[[ SUPPLIED RECORDS, beginning ]]
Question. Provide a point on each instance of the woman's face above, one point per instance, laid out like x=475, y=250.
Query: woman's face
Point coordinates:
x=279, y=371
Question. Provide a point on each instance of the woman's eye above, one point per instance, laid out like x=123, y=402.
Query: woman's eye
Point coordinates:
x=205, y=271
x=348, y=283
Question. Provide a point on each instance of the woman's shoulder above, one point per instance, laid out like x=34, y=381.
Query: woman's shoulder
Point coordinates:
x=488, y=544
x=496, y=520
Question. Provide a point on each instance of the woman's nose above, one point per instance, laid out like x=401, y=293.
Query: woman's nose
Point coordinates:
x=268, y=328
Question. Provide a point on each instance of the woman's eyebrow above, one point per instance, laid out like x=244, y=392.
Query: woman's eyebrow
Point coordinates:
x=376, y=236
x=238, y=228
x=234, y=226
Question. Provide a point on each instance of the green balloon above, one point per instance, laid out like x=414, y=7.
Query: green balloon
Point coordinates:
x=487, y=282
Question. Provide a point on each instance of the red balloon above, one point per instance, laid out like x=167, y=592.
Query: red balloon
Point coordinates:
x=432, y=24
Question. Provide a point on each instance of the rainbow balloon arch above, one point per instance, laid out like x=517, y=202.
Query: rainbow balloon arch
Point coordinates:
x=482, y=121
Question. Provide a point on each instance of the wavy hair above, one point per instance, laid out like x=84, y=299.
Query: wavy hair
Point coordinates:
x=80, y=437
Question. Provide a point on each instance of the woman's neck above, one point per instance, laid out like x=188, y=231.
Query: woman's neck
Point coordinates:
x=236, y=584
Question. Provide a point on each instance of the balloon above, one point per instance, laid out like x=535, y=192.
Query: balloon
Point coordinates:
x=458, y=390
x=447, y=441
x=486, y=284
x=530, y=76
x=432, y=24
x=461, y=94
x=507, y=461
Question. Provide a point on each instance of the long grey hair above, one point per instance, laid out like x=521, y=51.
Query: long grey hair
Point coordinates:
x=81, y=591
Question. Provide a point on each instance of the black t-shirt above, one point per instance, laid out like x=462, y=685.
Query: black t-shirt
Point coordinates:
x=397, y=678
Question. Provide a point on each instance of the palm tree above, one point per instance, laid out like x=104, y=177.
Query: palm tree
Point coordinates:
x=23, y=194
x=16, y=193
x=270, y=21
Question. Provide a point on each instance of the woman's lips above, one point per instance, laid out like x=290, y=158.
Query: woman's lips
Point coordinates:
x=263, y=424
[[ SUPPLIED RECORDS, end ]]
Set down verbatim only the lines between the start of the data above and the line with "Query: green balloon", both boundaries included.

EXERCISE RESULT:
Question. Provide a point on each instance of the woman's face above, one point per instance, laid out like x=475, y=250.
Query: woman's face
Point coordinates:
x=279, y=371
Question. Provide a point on each instance of the woman's eye above, one point per instance, laid out like x=123, y=402.
Query: woman's eye
Point coordinates:
x=205, y=271
x=348, y=283
Question. Provide a point on each instance of the woman's shoulder above, one point per instance, laid out like x=34, y=381.
Query: woman's shoulder
Point coordinates:
x=488, y=544
x=496, y=520
Question. Provide a point on each instance of the woman's nose above, one point per instance, laid out like x=401, y=293.
Query: woman's nose
Point coordinates:
x=268, y=328
Question. Provide a point on each instance of the woman's eyebrow above, one point per instance, laid out like x=244, y=392.
Query: woman's eyebrow
Point coordinates:
x=376, y=236
x=238, y=228
x=234, y=226
Question. Provide a point on each instance of the green balloon above, one point per instance, laid out like x=414, y=7.
Query: green balloon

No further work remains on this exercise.